▶ [Given problem 1] In the email thread on VDSM thread pool status, what kind of issue does Saggi Mizrahi's quoted message say the problem purely is?

▶ [Passage shown]
[ovirt-devel] [VDSM][sampling] thread pool status and handling of stuck calls

Nir Soffer nsoffer at redhat.com
Mon Jul 7 21:04:37 UTC 2014



----- Original Message -----
> From: "Saggi Mizrahi" <smizrahi at redhat.com>
> To: "Nir Soffer" <nsoffer at redhat.com>, "Francesco Romani" <fromani at redhat.com>
> Cc: devel at ovirt.org, "Federico Simoncelli" <fsimonce at redhat.com>, "Michal Skrivanek" <mskrivan at redhat.com>
> Sent: Monday, July 7, 2014 8:03:35 PM
> Subject: Re: [ovirt-devel] [VDSM][sampling] thread pool status and handling of	stuck calls
> 
> 
> 
> ----- Original Message -----
> > From: "Nir Soffer" <nsoffer at redhat.com>
> > To: "Saggi Mizrahi" <smizrahi at redhat.com>
> > Cc: "Francesco Romani" <fromani at redhat.com>, devel at ovirt.org, "Federico
> > Simoncelli" <fsimonce at redhat.com>, "Michal
> > Skrivanek" <mskrivan at redhat.com>
> > Sent: Sunday, July 6, 2014 6:21:35 PM
> > Subject: Re: [ovirt-devel] [VDSM][sampling] thread pool status and handling
> > of	stuck calls
> > 
> > ----- Original Message -----
> > > From: "Saggi Mizrahi" <smizrahi at redhat.com>
> > > To: "Francesco Romani" <fromani at redhat.com>
> > > Cc: devel at ovirt.org
> > > Sent: Sunday, July 6, 2014 2:58:38 PM
> > > Subject: Re: [ovirt-devel] [VDSM][sampling] thread pool status and
> > > handling
> > > of	stuck calls
> > > 
> > > The more I think about it the more it looks like it's
> > > purely a libvirt issue. As long as we can make calls
> > > that get stuck on D state we can't scale under stress.

▶ [Given problem 2] Reproduce the entries from the line with "Search the above image for: sauce bottle" to the line with "xmin=0 ymin=287 xmax=280 ymax=422", both lines included, keeping each line unchanged.

▶ [Excerpts of bounding box data]
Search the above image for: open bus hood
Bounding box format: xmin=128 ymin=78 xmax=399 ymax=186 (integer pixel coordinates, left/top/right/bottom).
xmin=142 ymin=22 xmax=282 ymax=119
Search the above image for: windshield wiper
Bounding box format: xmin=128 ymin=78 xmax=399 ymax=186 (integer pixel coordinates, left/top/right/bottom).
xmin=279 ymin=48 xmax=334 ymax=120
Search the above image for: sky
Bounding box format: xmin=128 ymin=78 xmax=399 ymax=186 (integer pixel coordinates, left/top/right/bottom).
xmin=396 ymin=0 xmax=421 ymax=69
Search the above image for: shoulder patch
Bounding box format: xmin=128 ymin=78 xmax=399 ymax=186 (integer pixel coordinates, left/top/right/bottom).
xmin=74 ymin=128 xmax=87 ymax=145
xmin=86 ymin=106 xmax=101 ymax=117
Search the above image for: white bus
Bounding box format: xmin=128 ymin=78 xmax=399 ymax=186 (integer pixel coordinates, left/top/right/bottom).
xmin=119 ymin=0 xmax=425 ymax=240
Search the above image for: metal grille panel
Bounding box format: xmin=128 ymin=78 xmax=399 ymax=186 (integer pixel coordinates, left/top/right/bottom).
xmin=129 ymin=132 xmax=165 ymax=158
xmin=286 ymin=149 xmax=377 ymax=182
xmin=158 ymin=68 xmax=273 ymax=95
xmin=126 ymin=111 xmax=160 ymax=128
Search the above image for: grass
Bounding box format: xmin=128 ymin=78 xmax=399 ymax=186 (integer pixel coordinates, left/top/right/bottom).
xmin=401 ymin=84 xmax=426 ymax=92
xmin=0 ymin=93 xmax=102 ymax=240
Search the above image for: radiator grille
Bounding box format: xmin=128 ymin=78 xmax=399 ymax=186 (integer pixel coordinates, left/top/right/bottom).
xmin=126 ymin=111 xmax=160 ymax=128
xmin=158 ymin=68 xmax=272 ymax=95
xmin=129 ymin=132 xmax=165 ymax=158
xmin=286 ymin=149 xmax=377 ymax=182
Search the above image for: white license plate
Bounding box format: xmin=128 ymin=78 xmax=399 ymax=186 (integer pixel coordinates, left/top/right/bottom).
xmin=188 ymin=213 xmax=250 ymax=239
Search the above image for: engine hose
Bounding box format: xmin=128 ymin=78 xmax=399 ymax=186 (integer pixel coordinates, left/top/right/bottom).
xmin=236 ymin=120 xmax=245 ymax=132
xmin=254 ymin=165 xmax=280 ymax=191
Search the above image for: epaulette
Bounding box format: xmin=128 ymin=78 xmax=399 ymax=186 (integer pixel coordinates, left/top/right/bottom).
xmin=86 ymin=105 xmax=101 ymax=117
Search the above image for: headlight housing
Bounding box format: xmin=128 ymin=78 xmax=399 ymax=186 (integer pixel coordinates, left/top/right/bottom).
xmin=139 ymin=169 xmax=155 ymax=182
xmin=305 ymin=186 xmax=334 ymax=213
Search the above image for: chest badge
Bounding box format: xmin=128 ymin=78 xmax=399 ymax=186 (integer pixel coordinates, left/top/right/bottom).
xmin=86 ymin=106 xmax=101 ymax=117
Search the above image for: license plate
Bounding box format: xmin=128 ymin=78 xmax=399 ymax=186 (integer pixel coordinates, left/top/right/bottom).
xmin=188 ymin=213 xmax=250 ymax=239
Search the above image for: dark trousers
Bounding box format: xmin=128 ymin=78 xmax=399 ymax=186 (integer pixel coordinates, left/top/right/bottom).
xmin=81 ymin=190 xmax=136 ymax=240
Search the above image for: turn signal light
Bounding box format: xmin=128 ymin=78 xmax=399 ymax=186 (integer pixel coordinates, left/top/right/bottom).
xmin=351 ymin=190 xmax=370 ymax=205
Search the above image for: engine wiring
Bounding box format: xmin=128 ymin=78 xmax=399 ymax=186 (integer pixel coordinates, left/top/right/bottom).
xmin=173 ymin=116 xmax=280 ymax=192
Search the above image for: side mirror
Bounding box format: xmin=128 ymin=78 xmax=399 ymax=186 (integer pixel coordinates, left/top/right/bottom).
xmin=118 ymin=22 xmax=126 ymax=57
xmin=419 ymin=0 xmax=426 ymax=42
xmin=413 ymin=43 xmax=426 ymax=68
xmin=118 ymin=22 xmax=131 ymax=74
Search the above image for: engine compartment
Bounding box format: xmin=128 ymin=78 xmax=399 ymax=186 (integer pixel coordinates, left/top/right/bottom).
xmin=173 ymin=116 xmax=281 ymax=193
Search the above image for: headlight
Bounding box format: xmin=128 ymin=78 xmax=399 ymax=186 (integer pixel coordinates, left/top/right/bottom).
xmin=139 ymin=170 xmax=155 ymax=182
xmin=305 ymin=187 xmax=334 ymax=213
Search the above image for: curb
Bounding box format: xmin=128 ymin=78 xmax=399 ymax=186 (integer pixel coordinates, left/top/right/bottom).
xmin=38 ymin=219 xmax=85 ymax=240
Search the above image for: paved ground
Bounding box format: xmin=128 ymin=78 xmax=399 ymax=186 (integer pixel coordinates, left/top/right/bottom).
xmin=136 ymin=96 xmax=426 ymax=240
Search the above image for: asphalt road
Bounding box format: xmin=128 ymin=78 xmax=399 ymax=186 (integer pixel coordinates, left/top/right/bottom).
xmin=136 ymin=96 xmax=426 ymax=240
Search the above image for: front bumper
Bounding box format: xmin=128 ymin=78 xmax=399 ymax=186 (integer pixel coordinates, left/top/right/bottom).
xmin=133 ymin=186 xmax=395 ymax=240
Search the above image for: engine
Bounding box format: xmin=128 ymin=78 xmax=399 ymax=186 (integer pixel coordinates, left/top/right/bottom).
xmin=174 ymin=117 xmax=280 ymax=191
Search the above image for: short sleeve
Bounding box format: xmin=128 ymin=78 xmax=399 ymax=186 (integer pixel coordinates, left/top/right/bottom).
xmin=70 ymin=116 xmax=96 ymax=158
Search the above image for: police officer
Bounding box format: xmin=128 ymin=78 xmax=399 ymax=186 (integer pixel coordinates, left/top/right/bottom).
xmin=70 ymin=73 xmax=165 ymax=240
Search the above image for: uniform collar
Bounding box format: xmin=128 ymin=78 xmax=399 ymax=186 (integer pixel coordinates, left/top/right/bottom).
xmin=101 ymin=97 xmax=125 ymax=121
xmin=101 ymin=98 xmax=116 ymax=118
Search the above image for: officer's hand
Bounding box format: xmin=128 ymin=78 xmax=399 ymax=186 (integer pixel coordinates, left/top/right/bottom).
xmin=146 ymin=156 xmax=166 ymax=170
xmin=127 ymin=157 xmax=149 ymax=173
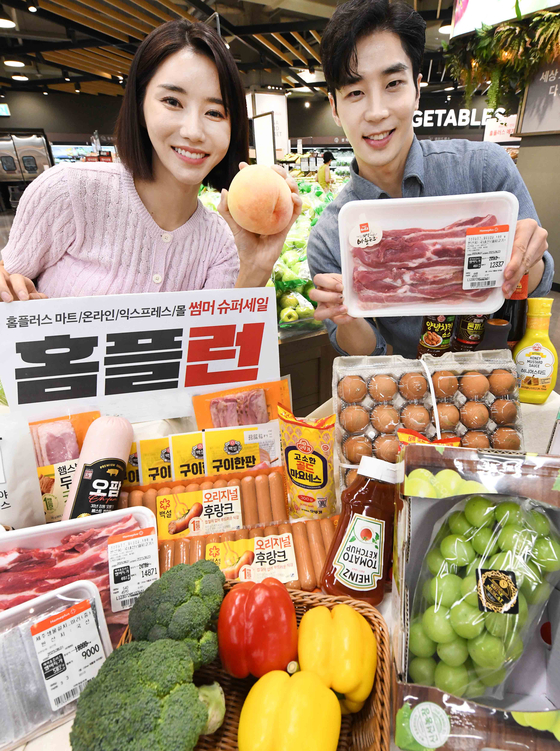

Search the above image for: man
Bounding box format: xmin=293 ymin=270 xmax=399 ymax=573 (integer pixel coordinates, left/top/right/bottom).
xmin=307 ymin=0 xmax=554 ymax=358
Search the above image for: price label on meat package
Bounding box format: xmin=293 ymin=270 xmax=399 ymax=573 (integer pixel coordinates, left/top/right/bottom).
xmin=107 ymin=528 xmax=159 ymax=613
xmin=463 ymin=224 xmax=509 ymax=289
xmin=31 ymin=600 xmax=105 ymax=712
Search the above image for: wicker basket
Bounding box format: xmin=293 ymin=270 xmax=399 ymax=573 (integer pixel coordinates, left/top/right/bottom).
xmin=119 ymin=587 xmax=391 ymax=751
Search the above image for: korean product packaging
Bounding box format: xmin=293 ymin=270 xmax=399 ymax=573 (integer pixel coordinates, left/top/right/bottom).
xmin=392 ymin=444 xmax=560 ymax=751
xmin=0 ymin=414 xmax=45 ymax=529
xmin=0 ymin=581 xmax=112 ymax=751
xmin=278 ymin=404 xmax=336 ymax=519
xmin=338 ymin=192 xmax=519 ymax=317
xmin=333 ymin=350 xmax=522 ymax=496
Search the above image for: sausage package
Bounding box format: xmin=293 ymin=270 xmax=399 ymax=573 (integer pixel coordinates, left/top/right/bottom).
xmin=278 ymin=404 xmax=336 ymax=519
xmin=0 ymin=414 xmax=45 ymax=529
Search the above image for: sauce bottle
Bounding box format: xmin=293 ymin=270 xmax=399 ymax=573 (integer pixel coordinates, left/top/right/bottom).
xmin=417 ymin=316 xmax=455 ymax=357
xmin=321 ymin=456 xmax=397 ymax=606
xmin=513 ymin=297 xmax=558 ymax=404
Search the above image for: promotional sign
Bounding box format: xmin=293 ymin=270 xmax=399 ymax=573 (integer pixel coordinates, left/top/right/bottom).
xmin=0 ymin=287 xmax=280 ymax=422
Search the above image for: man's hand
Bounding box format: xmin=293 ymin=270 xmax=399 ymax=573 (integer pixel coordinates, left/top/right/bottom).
xmin=502 ymin=219 xmax=548 ymax=298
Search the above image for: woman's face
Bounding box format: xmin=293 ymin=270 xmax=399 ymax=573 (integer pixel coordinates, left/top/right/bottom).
xmin=144 ymin=47 xmax=231 ymax=185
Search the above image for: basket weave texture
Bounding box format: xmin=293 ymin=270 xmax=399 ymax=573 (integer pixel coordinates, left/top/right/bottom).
xmin=119 ymin=585 xmax=391 ymax=751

▶ [Correct answer 1] A libvirt issue.

▶ [Correct answer 2]
Search the above image for: sauce bottle
Bounding box format: xmin=293 ymin=270 xmax=399 ymax=573 (integer pixel coordinates, left/top/right/bottom).
xmin=417 ymin=316 xmax=455 ymax=357
xmin=321 ymin=456 xmax=397 ymax=606
xmin=513 ymin=297 xmax=558 ymax=404
Search the above image for: promotional sign
Bounding box format: xmin=293 ymin=270 xmax=399 ymax=573 (integer pixel coordinates, left/top/right/bottom).
xmin=0 ymin=287 xmax=280 ymax=422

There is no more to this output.